Ich kann mich an diese Zeit im Koma nicht erinnern.
Meine Eltern dafür umso intensiver.
Täglich haben sie mit meinen Ärzten telefoniert und statt guten Nachrichten nur eine verhaltene Auskunft über meinen Zustand zu hören bekommen.
„Das Fieber steigt wieder.“ - „Jetzt sammelt sich Wasser in der Lunge.“ - „Er ist stabil, aber noch lange nicht über dem Berg.“
Durch die Blutvergiftung, eine angeschwollene Leber und Flüssigkeit in der Lunge war ich in akuter Lebensgefahr.  
Wenn ich das jetzt im Nachhinein erzählt bekomme, spüre ich die Tränen meiner Familie, das Leid im Freundeskreis und ich fühle die Worte der Ärzte.
„Ihr Kind könnte sterben.“ Und ich hätte mich nicht einmal verabschiedet.

Um es abzukürzen: Es war ein Kampf. Für meinen Körper, die Ärzte und mein Umfeld.
Über zehn Kilo habe ich in nur einer Woche verloren und anfangs auch meine Stimme.
Aus einem lebensfrohen, robusten 24-Jährigen, der gut und gerne mitten im Leben steht, ist ein 49 Kilo leichter und blasser Krankenhauspatient geworden.

+++++

Liste der Aufgaben:
1. Stimmen die folgenden Aussagen mit dem Bericht über die Zeit im Koma überein? Antworten Sie jeweils mit Ja oder Nein und zitieren Sie die entscheidenden Worte wörtlich. (a) Die Eltern telefonierten täglich mit den Ärzten. (b) Die erzählende Person kann sich gut an die Zeit im Koma erinnern. (c) Die erzählende Person verlor in einer Woche über zehn Kilo.
2. Welche drei Ursachen der akuten Lebensgefahr nennt der Bericht über die Zeit im Koma?
3. Schreiben Sie den Bericht über die Zeit im Koma im Anschluss an seinen letzten Satz weiter.

Bereitgestelltes Material:

+++++

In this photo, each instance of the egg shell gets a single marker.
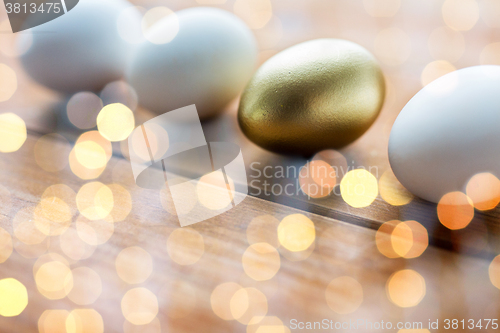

+++++

Ergebnisse der Reihe:
1.
(a) Ja: „Täglich haben sie mit meinen Ärzten telefoniert“
(b) Nein: „Ich kann mich an diese Zeit im Koma nicht erinnern.“
(c) Ja: „Über zehn Kilo habe ich in nur einer Woche verloren“

2. Die Blutvergiftung, eine angeschwollene Leber und Flüssigkeit in der Lunge.

3.
Doch ich habe überlebt und die schwere Blutvergiftung überstanden. Meine Organe haben sich erholt.

Aus der Kunst zu leben und meinen Alltag zu bewältigen, wurde für mich ohne große Vorwarnung die Kunst zu überleben.
Auch wenn mich die Worte vom Primar nachts noch immer aus dem Schlaf reißen, als er mir bei meiner Entlassung nochmals deutlich und mit aufgerissenen Augen gesagt hat: „Wären sie kein ansonsten gesunder Mensch und 40 Jahre älter, wären sie an diesem Infekt sicherlich gestorben.“

Woher ich mir den bakteriellen Infekt geholt habe, das konnten die Ärzte nicht sagen, ich weiß es auch nicht und ich muss es auch nicht wissen.
Ich bin froh, mich erholt zu haben und suche nun meinen Weg zurück in den Alltag.

Meinen Platz habe ich da längst gefunden.
Ich wohne in Salzburg, arbeite als findiger Redakteur bei einem etablierten Fernsehsender, habe einen tollen Freundeskreis und auch mit den Kollegen von der Arbeit gehe ich abends gerne einmal was trinken. Solange halt kein Corona dazwischenkommt.
All das war kurz nach der Zeit auf der Intensivstation aber unmöglich.
Ich hatte keine Kraft, mich mit wem zu treffen, geschweige denn zu arbeiten oder alleine in Salzburg zu wohnen.
Ich konnte nicht einmal richtig gehen.
Unglaublich, wie schnell der eigene Körper abbaut und sich Muskeln, die ich vorher schon kaum hatte, einfach verabschieden und mich in den Ruhestand schicken wollen.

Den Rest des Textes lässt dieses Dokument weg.